Problems and tasks:
**a.** Answer these questions about the home-layout discussion:
(i) What kind of living would the post's author never be interested in?
(ii) What type of house with pocket doors did the first commenter once live in?
(iii) How tall are the ceilings in the rooms described in the last comment?
**b.** Extend the home-layout discussion past its final sentence.

Reading passage:
········

I don’t know what kind of home we’ll end up in, but I know I don’t want wide-open living spaces. I would never be interested in loft-living!
How about you? Do you prefer open-concept homes or spaces that are divided? (Does that style of floorplan even have a technical name?)
You can find more posts on decorating HERE.
And here are a few of my favorite decorating books for inspiration…
While I like open concept, I really, really, dislike a huge expanse of flat ceiling continuing from one end to the other. My preference is for division between areas with arches…like your MN home…creating definition of space. We once lived in an 1880’s Folk Victorian that had huge openings with pocket doors in between spaces and that was ideal! Leave them open or close them off!
My husband is a contractor, so we have built most of our homes. I don’t like the open concept because of the noise carrying into all the rooms at once. I make noise when I am cooking, banging pots around, and I don’t want the smells traveling throughout the house. I can turn on my kitchen TV to whatever I want to watch while I cook, and my husband and kids were able to watch their favorite show in the den. Our rooms are large with 12 foot ceilings, so there is always a great amount of sunshine and room. Our kids are now 41 and 38, and I still choose separate areas.

········

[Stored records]
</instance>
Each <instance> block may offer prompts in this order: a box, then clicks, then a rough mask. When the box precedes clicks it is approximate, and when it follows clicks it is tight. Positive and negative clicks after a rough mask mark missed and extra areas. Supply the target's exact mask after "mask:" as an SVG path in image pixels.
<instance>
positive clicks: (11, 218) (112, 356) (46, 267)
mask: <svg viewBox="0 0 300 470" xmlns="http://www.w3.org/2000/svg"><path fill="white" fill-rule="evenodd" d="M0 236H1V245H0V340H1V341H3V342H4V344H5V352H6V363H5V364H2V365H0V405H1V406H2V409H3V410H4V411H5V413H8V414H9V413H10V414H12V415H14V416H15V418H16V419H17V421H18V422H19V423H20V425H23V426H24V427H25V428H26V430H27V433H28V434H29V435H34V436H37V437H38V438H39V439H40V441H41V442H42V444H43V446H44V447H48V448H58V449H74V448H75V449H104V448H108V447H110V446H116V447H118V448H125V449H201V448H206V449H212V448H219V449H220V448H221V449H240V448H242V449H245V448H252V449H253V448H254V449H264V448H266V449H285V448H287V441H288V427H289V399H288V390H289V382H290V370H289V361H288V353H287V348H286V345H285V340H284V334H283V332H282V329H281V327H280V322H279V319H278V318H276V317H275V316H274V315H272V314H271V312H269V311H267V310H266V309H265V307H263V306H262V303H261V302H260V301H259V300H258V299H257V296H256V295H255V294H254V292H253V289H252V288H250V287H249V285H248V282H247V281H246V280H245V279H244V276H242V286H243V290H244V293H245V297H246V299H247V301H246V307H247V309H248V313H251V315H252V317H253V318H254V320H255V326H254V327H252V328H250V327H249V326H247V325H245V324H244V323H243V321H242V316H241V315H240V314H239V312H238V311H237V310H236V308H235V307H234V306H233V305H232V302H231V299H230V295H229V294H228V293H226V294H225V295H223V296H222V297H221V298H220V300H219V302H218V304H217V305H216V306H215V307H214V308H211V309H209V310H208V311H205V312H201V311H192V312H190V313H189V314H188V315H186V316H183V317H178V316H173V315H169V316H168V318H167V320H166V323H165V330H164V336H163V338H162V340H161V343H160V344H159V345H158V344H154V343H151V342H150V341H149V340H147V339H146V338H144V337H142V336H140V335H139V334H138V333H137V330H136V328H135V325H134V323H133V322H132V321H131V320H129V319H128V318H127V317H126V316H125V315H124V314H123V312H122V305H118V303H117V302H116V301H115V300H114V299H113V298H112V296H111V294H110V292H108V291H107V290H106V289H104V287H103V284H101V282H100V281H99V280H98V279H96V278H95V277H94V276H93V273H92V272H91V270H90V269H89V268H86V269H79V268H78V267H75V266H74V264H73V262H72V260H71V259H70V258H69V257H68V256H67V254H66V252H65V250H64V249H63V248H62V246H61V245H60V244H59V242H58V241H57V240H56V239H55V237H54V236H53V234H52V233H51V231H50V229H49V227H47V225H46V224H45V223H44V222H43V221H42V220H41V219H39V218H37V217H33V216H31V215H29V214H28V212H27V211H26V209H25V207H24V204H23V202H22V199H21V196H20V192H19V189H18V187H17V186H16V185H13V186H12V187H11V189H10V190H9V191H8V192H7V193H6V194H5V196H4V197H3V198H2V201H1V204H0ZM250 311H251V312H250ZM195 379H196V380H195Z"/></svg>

········

Responses per task:
**a.**
(i) Loft-living.
(ii) An 1880's Folk Victorian.
(iii) 12 feet.

**b.**
Formality
Always the best choice
Entices
Manners at dining table
Respect for all family treasures
Especially reading Next generation has no appreciation for all things lovey
My children in 50s
Expect the formality from my table
I hope this inspires you to begin your traditions with your children
I love open concept for a variety of reasons, the most important is a sense of connection with family and friends. I never feel like I am missing out on anything or feel excluded when we are all together in one main area. The open main living area provides a great way to communicate with everyone in the space. I also love the spacious feeling in open areas & I don’t feel boxed in with little room to move about. Having said this, I also cherish a separate space for television viewing, crafting, wood working and a cozy, quiet spot for reading. The best of both worlds would include the open space living with a couple extra rooms for some quiet time. Cannot wait to see what you choose as your new house and how you will make it your home.
I am total agreement with you Marian. Open concept spaces tend to be “cold”. Because of the lack of walls there is generally less furniture and no place to put or hang art. I love my 1953 traditional house, although I am spoiled because my rooms are large with great windows.
We are currently building a home, and I was firm about not wanting open concept. Our current home has separate spaces, but they are open to each other, with no doors. Family members have open concept and I really dislike it, especially if there are many people in the house. Way too noisy and no privacy. It’s just the two of us now, and in our new home, we have designed it for how we live. No formal areas, and a large great room which is open to a large kitchen, but there is a degree of separation. There is also a large library/dining room which is separate and closed off (having a pair of my beloved antique doors installed as pocket doors) It will be a quiet haven….multiple purpose room. Comfy armchairs, and a table to use when it’s needed for dining. I’m an artist too, and my studio areas will be in the walkout basement. Good luck with your search for a new home! I work with a gallery in Gettysburg. Lord Nelson’s Gallery on Chambersburg Street. I enjoy your thoughful and beautiful posts!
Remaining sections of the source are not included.